Your objective — Examine the records and identify each line that includes the string "padding". Copy those lines.

==== The input ====

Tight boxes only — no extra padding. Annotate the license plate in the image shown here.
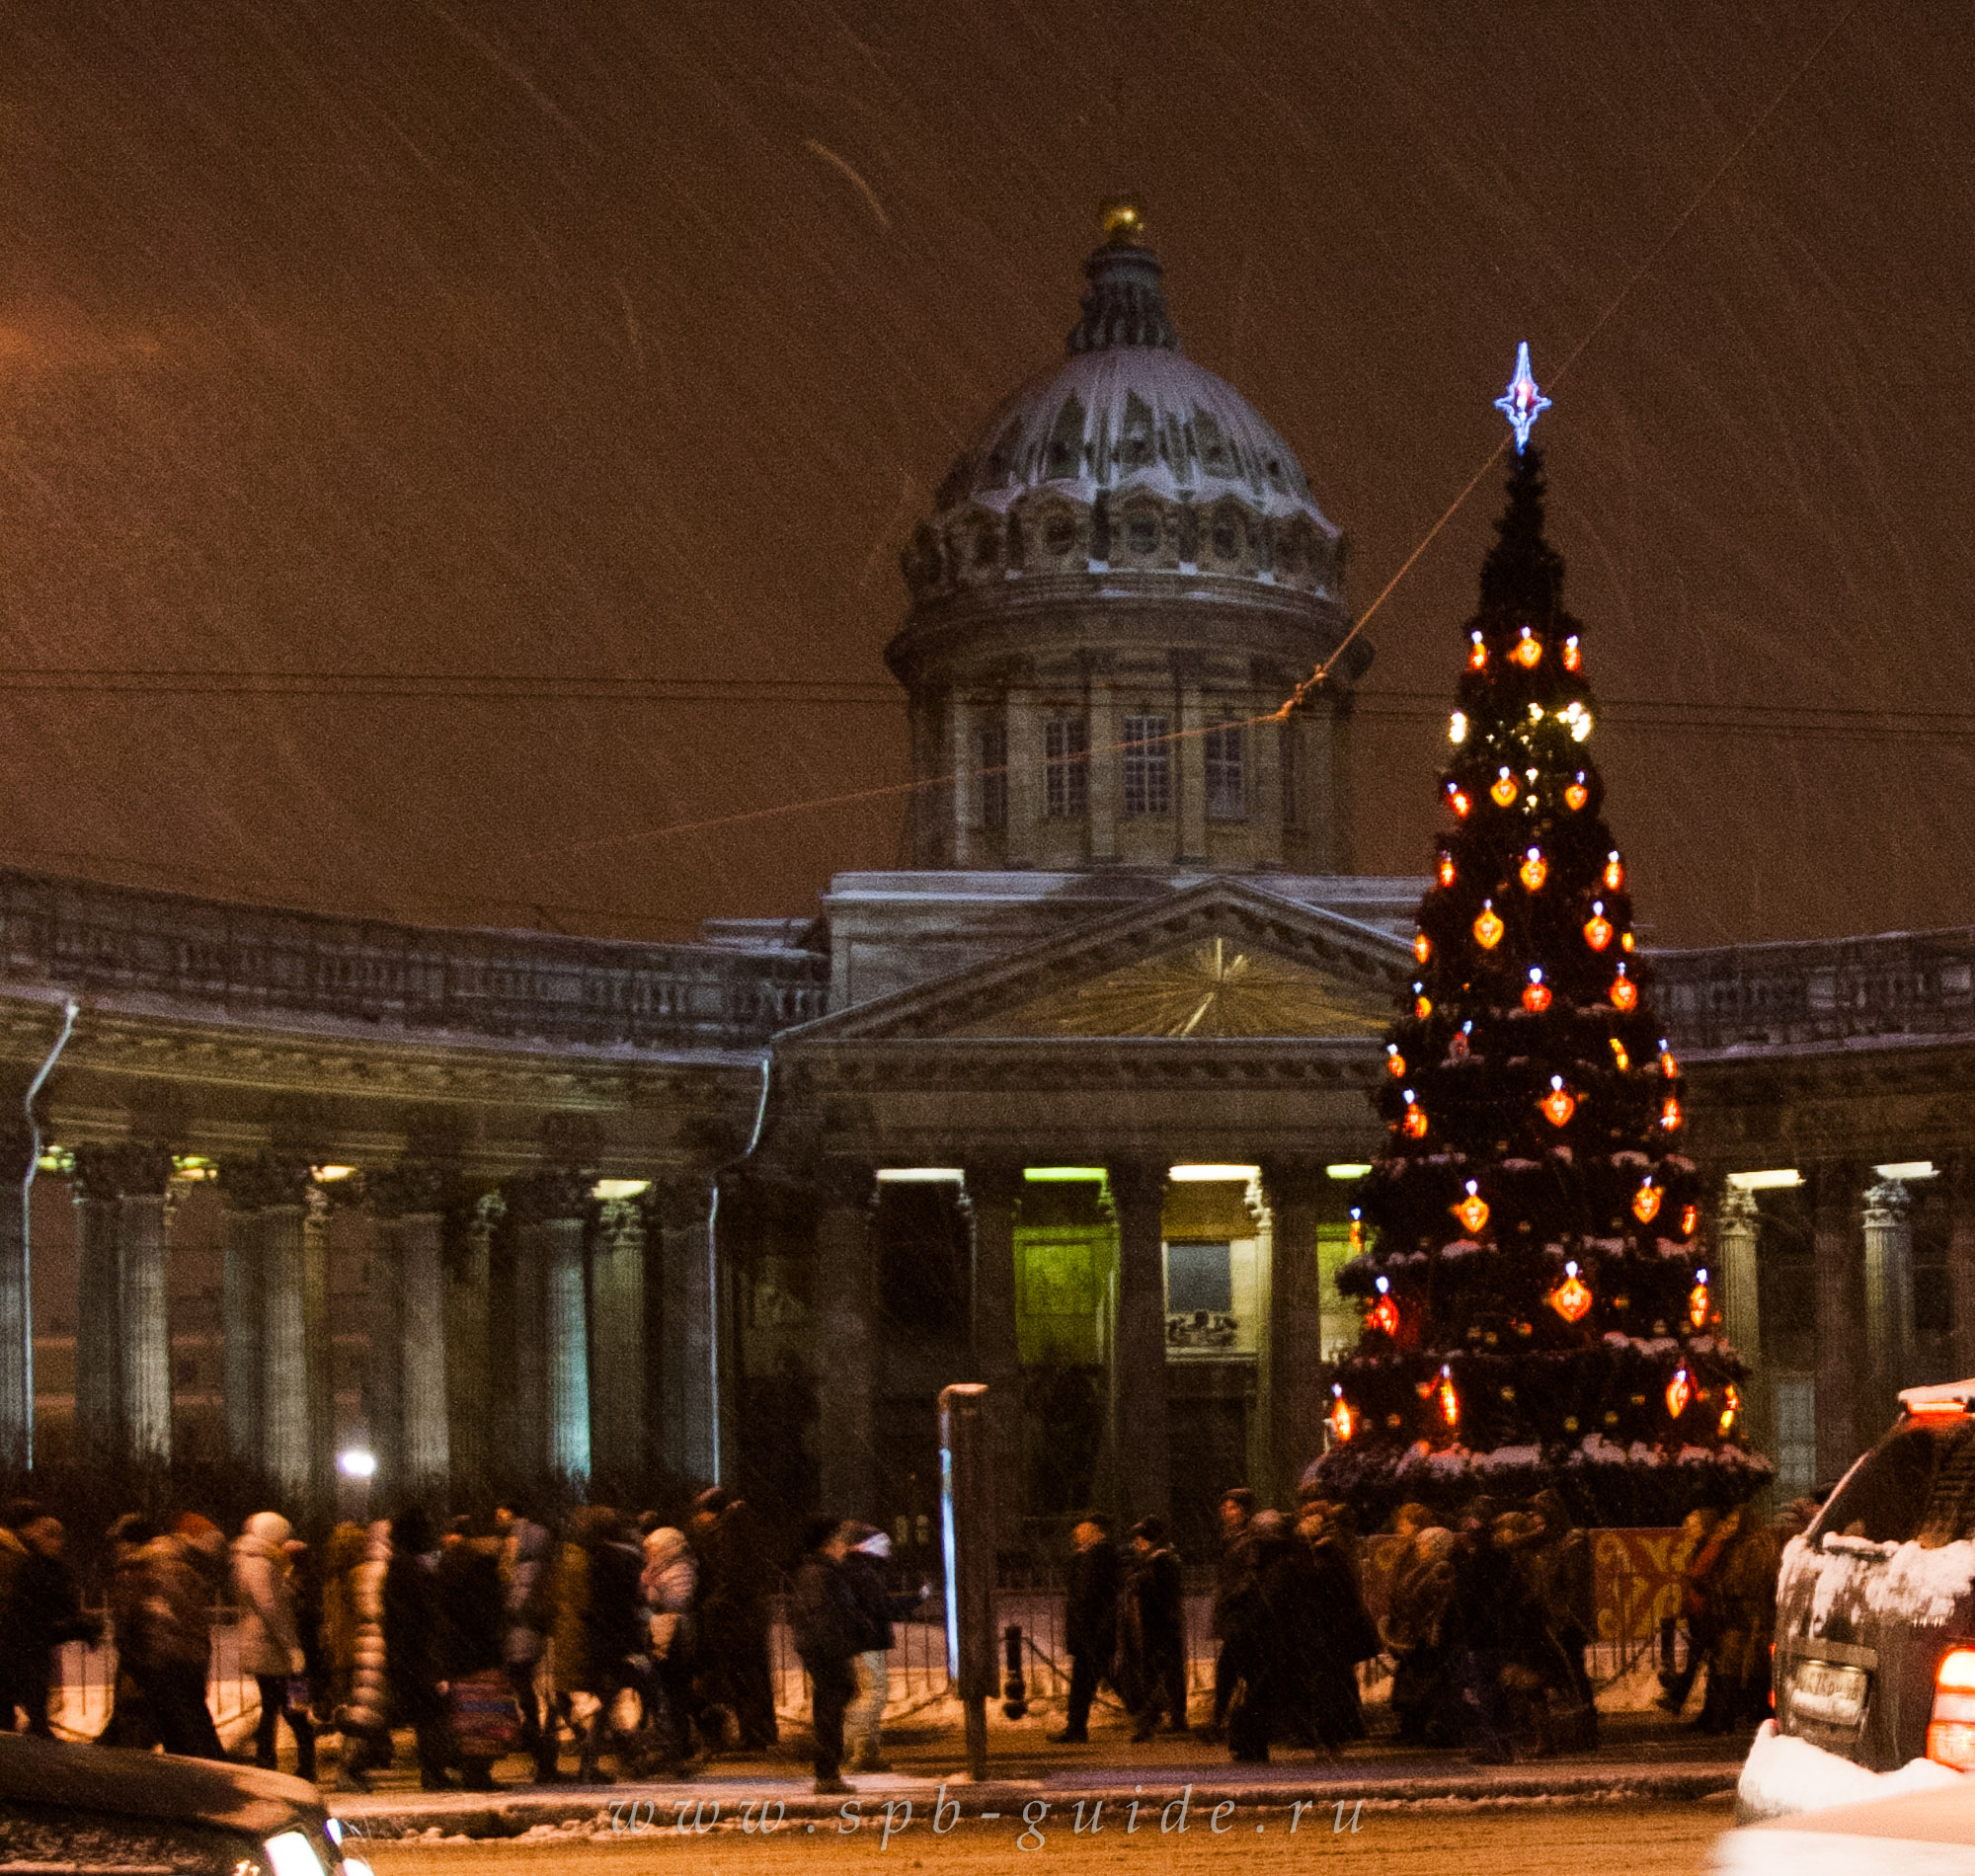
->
[1790,1658,1868,1727]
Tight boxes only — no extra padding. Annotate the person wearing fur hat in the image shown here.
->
[1118,1517,1187,1741]
[232,1513,316,1779]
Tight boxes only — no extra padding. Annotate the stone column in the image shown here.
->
[445,1192,499,1502]
[1253,713,1287,868]
[0,1126,36,1473]
[815,1164,877,1520]
[1863,1178,1915,1429]
[1108,1160,1171,1528]
[1714,1180,1767,1452]
[1947,1155,1975,1381]
[371,1163,454,1495]
[1174,666,1207,864]
[1085,671,1118,864]
[303,1185,336,1513]
[964,1162,1024,1545]
[1261,1158,1326,1508]
[510,1169,594,1485]
[949,693,974,868]
[1005,692,1043,867]
[655,1177,720,1485]
[591,1190,649,1484]
[69,1146,126,1466]
[256,1160,317,1499]
[1811,1159,1865,1483]
[218,1175,264,1468]
[116,1145,177,1467]
[365,1210,406,1488]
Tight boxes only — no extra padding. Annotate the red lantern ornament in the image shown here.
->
[1620,930,1635,952]
[1548,1260,1593,1324]
[1523,969,1551,1013]
[1604,851,1624,892]
[1450,788,1471,819]
[1386,1045,1406,1078]
[1473,901,1504,949]
[1584,904,1615,951]
[1438,853,1457,888]
[1688,1269,1710,1331]
[1680,1204,1698,1237]
[1512,631,1542,668]
[1719,1382,1741,1435]
[1610,969,1638,1011]
[1368,1281,1401,1338]
[1451,1180,1489,1235]
[1402,1094,1428,1138]
[1414,930,1432,964]
[1520,848,1547,892]
[1468,632,1487,670]
[1490,770,1519,808]
[1661,1047,1679,1078]
[1562,635,1582,672]
[1661,1095,1683,1132]
[1436,1365,1460,1430]
[1348,1212,1364,1254]
[1564,776,1589,811]
[1632,1182,1663,1224]
[1414,993,1432,1019]
[1329,1389,1356,1444]
[1666,1368,1693,1419]
[1541,1077,1576,1127]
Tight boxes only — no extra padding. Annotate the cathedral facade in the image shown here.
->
[1,215,1969,1560]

====

Answer box —
Tight boxes only — no extra padding. Annotate the license plate in the image shown here.
Tight boxes only — no extra padding. Annotate the person wearing fur hat in the image shown here.
Tight boxes only — no extra padding. Annotate the stone column in the image shown here.
Tight boxes only — no extra padding. Annotate the red lantern ornament in the image shown here.
Tight boxes only — no extra padding. Annotate the cathedral facade in the image shown here.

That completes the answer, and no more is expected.